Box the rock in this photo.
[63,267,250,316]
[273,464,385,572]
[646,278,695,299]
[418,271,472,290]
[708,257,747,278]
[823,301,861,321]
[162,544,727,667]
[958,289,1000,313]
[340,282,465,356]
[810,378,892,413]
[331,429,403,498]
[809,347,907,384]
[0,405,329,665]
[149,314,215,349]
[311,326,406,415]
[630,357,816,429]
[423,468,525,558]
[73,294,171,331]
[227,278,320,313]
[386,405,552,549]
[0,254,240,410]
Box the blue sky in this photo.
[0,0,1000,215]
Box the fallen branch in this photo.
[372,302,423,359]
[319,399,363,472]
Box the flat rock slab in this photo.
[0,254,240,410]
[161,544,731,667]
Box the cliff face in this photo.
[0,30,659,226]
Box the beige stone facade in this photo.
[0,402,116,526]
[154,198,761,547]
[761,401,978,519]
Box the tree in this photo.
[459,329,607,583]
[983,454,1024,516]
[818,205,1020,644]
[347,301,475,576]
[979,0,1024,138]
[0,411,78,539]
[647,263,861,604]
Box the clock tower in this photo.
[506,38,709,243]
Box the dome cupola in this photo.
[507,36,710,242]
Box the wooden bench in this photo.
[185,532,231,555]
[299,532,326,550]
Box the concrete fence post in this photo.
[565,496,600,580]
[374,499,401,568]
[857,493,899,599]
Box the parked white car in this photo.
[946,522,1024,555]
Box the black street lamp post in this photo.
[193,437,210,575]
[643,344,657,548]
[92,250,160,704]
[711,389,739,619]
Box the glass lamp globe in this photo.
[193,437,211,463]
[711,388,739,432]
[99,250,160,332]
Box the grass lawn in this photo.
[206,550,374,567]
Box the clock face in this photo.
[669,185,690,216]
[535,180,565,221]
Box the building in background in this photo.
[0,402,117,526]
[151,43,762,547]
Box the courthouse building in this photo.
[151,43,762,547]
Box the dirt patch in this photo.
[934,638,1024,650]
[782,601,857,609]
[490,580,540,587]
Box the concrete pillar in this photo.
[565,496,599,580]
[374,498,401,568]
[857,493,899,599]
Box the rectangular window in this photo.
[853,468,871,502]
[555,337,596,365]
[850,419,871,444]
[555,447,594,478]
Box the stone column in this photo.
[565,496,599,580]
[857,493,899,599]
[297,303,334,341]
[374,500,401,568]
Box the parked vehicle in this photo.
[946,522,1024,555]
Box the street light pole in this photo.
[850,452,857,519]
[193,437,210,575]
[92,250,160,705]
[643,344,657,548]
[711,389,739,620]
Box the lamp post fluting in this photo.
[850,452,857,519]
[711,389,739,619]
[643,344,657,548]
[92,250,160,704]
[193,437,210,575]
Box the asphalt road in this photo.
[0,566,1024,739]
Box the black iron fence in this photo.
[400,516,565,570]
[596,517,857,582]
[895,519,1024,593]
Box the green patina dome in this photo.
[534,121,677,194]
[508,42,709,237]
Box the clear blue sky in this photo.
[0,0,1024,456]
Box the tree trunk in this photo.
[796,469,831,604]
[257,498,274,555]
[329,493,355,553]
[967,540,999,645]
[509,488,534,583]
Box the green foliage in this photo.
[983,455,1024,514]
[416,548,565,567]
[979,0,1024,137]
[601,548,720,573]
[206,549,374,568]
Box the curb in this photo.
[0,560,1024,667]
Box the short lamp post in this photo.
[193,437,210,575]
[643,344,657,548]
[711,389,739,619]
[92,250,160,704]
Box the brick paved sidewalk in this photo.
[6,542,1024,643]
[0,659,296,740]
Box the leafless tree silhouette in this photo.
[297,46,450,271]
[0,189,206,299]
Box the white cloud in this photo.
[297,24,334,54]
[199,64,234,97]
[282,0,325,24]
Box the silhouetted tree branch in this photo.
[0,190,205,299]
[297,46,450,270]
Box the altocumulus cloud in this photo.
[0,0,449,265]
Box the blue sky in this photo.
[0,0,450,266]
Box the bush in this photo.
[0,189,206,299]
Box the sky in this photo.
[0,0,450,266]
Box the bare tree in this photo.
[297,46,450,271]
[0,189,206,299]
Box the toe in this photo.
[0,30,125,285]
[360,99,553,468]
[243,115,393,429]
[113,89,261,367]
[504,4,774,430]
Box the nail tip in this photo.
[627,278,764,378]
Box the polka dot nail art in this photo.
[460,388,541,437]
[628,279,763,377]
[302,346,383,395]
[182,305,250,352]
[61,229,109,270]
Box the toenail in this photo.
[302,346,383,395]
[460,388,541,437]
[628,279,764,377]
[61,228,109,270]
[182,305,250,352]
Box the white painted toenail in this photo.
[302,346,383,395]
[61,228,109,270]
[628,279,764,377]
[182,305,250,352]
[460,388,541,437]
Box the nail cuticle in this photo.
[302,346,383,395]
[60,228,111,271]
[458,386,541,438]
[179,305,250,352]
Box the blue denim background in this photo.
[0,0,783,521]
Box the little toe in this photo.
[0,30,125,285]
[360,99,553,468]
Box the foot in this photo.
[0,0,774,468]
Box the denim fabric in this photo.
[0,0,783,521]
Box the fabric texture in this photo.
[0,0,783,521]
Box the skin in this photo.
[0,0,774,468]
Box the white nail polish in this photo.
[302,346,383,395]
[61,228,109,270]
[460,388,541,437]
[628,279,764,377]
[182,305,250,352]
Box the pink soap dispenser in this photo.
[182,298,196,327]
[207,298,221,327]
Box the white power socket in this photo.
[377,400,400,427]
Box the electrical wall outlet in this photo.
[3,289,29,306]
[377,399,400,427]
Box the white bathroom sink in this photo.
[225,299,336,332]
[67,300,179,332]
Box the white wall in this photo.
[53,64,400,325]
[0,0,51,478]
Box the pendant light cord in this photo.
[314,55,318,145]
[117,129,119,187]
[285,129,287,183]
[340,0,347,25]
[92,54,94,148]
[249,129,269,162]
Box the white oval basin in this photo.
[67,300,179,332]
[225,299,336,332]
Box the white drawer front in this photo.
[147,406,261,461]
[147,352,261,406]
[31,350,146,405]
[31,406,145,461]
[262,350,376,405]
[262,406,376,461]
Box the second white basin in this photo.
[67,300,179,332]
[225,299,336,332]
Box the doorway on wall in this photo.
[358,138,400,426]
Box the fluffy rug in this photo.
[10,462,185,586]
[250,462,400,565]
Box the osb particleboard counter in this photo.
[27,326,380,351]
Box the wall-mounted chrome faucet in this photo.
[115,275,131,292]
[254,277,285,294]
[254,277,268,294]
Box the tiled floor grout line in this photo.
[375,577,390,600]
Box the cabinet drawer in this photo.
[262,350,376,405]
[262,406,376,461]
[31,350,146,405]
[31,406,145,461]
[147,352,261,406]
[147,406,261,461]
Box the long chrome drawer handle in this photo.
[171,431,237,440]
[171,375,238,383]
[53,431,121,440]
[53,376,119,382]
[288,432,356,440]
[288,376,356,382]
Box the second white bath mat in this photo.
==*==
TASK DETAILS:
Pick out every line in the items above that contains the string "fabric", and copy each one.

TASK SOLUTION:
Box the denim fabric in this photo.
Box the fabric texture in this photo.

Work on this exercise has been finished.